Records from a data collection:

>>>>>

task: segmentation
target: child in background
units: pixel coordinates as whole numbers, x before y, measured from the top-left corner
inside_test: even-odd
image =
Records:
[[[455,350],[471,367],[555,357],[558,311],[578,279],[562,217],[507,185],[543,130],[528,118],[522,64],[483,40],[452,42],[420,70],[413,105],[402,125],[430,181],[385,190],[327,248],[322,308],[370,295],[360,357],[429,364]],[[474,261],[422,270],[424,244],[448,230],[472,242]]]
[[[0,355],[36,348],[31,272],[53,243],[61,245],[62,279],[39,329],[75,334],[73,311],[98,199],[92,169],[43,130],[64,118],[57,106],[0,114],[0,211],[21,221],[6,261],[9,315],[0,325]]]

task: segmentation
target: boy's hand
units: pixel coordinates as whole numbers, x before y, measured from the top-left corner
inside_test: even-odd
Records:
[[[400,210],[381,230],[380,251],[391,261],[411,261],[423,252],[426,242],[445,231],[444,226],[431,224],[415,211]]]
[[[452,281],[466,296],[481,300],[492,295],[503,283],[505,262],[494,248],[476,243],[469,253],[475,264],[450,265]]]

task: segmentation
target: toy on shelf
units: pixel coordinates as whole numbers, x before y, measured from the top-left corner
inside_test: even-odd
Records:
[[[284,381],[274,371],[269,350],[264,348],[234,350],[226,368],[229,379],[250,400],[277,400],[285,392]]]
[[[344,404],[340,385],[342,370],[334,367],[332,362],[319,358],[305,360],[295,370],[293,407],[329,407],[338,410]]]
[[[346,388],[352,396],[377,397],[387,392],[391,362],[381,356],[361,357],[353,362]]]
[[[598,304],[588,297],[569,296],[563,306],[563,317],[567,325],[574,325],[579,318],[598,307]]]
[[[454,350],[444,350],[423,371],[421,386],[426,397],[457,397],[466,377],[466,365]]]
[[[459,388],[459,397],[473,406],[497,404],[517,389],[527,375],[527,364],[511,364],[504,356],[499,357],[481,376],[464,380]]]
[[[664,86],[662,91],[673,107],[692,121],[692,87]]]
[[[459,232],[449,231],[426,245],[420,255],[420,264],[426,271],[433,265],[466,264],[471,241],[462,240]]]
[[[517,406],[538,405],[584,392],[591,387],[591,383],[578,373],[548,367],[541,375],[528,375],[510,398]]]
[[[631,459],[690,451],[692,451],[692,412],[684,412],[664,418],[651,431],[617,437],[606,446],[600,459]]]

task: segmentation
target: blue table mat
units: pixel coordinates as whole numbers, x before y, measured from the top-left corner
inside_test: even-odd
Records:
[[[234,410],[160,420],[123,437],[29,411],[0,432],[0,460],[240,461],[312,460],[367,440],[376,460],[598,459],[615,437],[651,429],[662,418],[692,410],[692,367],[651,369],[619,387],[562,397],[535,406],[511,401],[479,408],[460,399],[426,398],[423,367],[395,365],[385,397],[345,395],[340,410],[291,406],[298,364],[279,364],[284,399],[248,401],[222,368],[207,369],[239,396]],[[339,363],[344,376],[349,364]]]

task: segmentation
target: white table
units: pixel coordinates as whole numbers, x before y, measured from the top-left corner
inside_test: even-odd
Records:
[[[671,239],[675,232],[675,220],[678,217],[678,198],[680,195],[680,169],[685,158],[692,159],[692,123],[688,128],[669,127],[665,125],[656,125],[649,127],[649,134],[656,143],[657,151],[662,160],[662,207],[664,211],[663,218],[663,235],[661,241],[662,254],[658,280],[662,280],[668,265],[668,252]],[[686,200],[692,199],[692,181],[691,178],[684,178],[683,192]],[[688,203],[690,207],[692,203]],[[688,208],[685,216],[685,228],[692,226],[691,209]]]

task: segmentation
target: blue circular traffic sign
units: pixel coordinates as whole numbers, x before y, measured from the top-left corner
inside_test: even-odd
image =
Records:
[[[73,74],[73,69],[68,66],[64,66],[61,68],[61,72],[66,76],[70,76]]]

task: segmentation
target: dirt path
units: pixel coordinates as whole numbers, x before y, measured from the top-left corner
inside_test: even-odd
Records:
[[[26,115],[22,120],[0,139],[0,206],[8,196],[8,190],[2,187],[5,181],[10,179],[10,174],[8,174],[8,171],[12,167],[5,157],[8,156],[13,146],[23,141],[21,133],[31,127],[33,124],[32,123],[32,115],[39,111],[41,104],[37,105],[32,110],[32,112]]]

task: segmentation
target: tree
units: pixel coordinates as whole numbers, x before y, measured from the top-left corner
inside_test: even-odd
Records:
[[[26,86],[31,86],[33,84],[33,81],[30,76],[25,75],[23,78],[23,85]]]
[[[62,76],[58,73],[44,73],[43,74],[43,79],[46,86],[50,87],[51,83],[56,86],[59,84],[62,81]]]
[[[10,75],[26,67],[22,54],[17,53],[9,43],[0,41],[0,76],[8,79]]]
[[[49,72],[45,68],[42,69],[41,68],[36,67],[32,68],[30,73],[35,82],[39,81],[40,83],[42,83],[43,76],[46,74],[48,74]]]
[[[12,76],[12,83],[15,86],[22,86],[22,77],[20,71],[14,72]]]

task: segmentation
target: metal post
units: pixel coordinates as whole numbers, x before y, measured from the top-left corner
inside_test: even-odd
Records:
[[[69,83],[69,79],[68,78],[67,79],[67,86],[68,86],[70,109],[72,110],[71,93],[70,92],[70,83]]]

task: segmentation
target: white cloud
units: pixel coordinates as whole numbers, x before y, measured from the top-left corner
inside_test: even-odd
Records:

<<<<<

• WHAT THE EXERCISE ASKS: Retype all of the material, keeping each line exact.

• TASK SOLUTION:
task: segmentation
target: child in background
units: pixel coordinates as whole numbers, x before y, measured from the top-left corner
inside_test: even-odd
image =
Records:
[[[455,350],[471,367],[555,357],[558,311],[578,279],[562,217],[507,185],[543,130],[528,118],[522,64],[483,40],[452,42],[420,70],[413,105],[402,125],[430,181],[385,190],[327,248],[322,308],[370,295],[360,357],[429,364]],[[474,261],[422,270],[424,244],[448,230],[472,242]]]
[[[0,355],[36,348],[31,272],[53,243],[61,245],[62,279],[39,329],[75,334],[73,311],[98,199],[92,169],[43,130],[64,118],[57,106],[0,114],[0,211],[21,221],[6,261],[9,315],[0,325]]]

task: segmentation
target: boy's hand
units: pixel coordinates as whole numbers, x before y, measured from the top-left corner
inside_test: even-odd
Records:
[[[400,210],[381,230],[380,251],[391,261],[411,261],[423,252],[426,242],[445,231],[444,226],[431,224],[415,211]]]
[[[452,281],[466,296],[481,300],[492,295],[503,283],[505,262],[494,248],[476,243],[469,253],[475,264],[450,265]]]

task: segmentation
target: toy on shelf
units: pixel coordinates as whole numbers, x before y, measured from the top-left corner
inside_test: even-odd
Records:
[[[284,381],[274,371],[269,350],[264,348],[234,350],[226,368],[229,379],[250,400],[277,400],[285,392]]]
[[[344,404],[340,385],[342,370],[334,367],[332,362],[319,358],[305,360],[295,370],[293,407],[329,407],[338,410]]]
[[[346,388],[352,396],[377,397],[387,392],[391,362],[381,356],[361,357],[353,362]]]
[[[598,304],[588,297],[569,296],[563,306],[563,317],[567,325],[574,325],[579,318],[598,307]]]
[[[454,350],[444,350],[423,371],[421,386],[426,397],[457,397],[466,377],[466,365]]]
[[[459,388],[459,397],[473,406],[497,404],[517,389],[527,375],[527,364],[511,364],[504,356],[499,357],[481,376],[464,380]]]
[[[664,86],[662,91],[673,107],[692,121],[692,87]]]
[[[459,232],[449,231],[426,245],[420,255],[420,264],[426,271],[433,265],[466,264],[471,241],[462,240]]]
[[[517,406],[538,405],[584,392],[591,387],[591,383],[578,373],[548,367],[541,375],[528,375],[510,398]]]
[[[631,459],[690,451],[692,451],[692,412],[684,412],[664,418],[651,431],[617,437],[606,446],[600,459]]]

task: segmentation
target: blue table mat
units: pixel coordinates as whole numbers, x before y, measured from the top-left corner
inside_test: even-odd
Records:
[[[234,410],[160,420],[123,437],[29,411],[0,432],[0,460],[240,461],[312,460],[367,440],[376,460],[598,459],[615,437],[651,429],[662,418],[692,410],[692,367],[651,369],[619,387],[562,397],[535,406],[511,401],[479,408],[460,399],[426,398],[423,367],[395,365],[385,397],[345,395],[340,410],[291,406],[298,364],[279,364],[284,399],[248,401],[222,368],[207,369],[239,396]],[[339,363],[344,376],[349,364]]]

task: segmentation
target: white table
units: pixel coordinates as whole numbers, x before y, measured from the top-left corner
inside_test: even-odd
Records:
[[[671,239],[675,232],[675,220],[678,217],[678,198],[680,195],[680,169],[685,158],[692,159],[692,123],[688,128],[669,127],[665,125],[656,125],[649,127],[649,134],[656,143],[657,151],[662,160],[662,207],[664,211],[663,218],[663,235],[661,241],[662,254],[658,280],[662,280],[668,265],[668,252]],[[686,200],[692,199],[692,181],[691,178],[684,178],[683,192]],[[688,203],[690,207],[692,203]],[[688,208],[685,216],[685,228],[692,226],[691,209]]]

task: segmentation
target: blue circular traffic sign
units: pixel coordinates as whole numbers, x before y, measured from the top-left corner
inside_test: even-odd
image =
Records:
[[[73,74],[73,69],[68,66],[64,66],[61,68],[61,72],[66,76],[70,76]]]

task: segmentation
target: dirt path
units: pixel coordinates as whole numbers, x before y, measured from the top-left corner
inside_test: even-odd
Records:
[[[26,115],[22,120],[0,139],[0,206],[8,196],[8,190],[2,187],[5,181],[10,179],[10,174],[8,174],[8,171],[12,167],[5,157],[8,156],[13,146],[23,141],[21,133],[31,127],[33,124],[32,123],[32,115],[39,111],[41,104],[37,105],[32,110],[32,112]]]

task: segmentation
target: tree
units: pixel coordinates as whole numbers, x before y, measured from the top-left corner
inside_test: even-odd
Records:
[[[26,86],[31,86],[33,84],[33,81],[30,76],[25,75],[23,78],[23,85]]]
[[[62,76],[58,73],[44,73],[43,74],[43,79],[46,86],[50,87],[51,83],[56,86],[59,84],[62,81]]]
[[[10,75],[26,67],[22,54],[17,53],[9,43],[0,41],[0,76],[8,79]]]
[[[49,72],[45,68],[42,69],[41,68],[36,67],[32,68],[30,73],[35,82],[39,81],[40,83],[42,83],[43,76],[46,74],[48,74]]]
[[[12,76],[12,83],[15,86],[22,86],[22,77],[20,71],[14,72]]]

task: segmentation
target: metal post
units: pixel coordinates as whole numbers, x before y, measured from the top-left corner
inside_test: even-odd
Records:
[[[69,83],[69,79],[68,78],[67,79],[67,86],[68,86],[70,109],[72,110],[71,93],[70,92],[70,83]]]

task: segmentation
target: white cloud
units: pixel coordinates as whole numbers, x before y, measured from the top-left corner
inside_test: even-odd
Records:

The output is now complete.